### WHAT IS ASKED
Filter the data below, keeping only the lines that contain the string "highway". Case counts, so a line matches only when the letters agree in capitalization too.

### DATASET RECORDS

START

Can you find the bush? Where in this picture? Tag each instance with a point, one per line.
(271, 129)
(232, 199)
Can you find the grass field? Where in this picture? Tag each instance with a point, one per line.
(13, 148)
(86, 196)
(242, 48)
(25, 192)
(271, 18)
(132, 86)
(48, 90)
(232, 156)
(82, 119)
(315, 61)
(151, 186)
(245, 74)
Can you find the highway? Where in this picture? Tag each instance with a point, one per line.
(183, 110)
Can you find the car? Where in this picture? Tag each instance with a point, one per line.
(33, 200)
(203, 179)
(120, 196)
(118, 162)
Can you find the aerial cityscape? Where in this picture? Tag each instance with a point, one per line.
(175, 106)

END
START

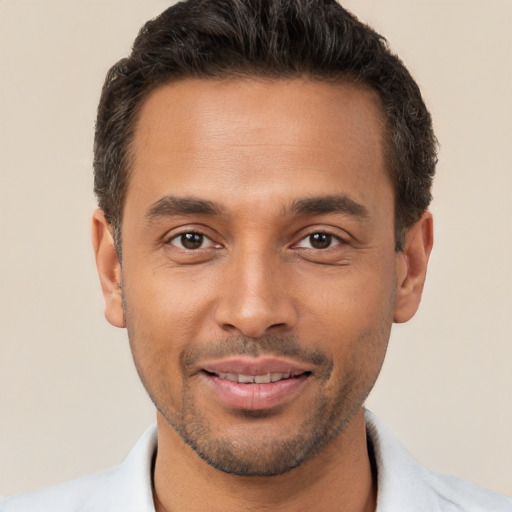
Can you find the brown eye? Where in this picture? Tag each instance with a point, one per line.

END

### RESPONSE BELOW
Can you find the highway? Where in this picture? Tag each instance with a point, one per line.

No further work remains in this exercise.